Point-per-instance localization data
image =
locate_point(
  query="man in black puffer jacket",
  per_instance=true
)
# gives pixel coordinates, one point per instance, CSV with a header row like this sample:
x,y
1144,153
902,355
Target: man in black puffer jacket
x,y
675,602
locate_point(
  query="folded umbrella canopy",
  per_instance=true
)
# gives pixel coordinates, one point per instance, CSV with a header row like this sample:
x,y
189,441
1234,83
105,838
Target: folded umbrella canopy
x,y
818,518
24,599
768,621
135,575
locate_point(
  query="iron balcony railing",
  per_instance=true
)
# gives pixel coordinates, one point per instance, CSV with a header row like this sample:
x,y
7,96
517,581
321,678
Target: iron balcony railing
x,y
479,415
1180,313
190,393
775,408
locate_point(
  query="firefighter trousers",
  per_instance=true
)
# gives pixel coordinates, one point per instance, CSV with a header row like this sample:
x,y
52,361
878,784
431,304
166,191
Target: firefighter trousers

## The problem
Set every record down again, exactly as given.

## Expected answer
image =
locate_point(
  query="man in black puffer jacket",
  per_instance=true
)
# gives pixel coordinates, one point per instance, CSV with a header row like this sample:
x,y
1144,153
902,355
Target: man in black puffer jacket
x,y
675,602
locate_point(
  query="folded umbrella canopy",
  per_instance=true
)
# gives pixel coordinates, one point per instance, CSV with a header row like this sample:
x,y
189,441
1234,83
105,838
Target: folded umbrella canopy
x,y
818,518
24,599
768,621
135,575
locate_point(
  query="iron balcony railing",
  per_instance=true
)
# gives pixel coordinates, one point per instance, CSV with a header row like this sample:
x,y
7,96
517,581
321,678
Target: iron balcony railing
x,y
479,415
1180,313
190,393
775,408
locate_point(
  query="firefighter trousers",
  per_instance=true
)
# gives pixel coordinates, one point per instance, CSV with a header row like this sample:
x,y
52,361
878,784
431,304
166,191
Target: firefighter trousers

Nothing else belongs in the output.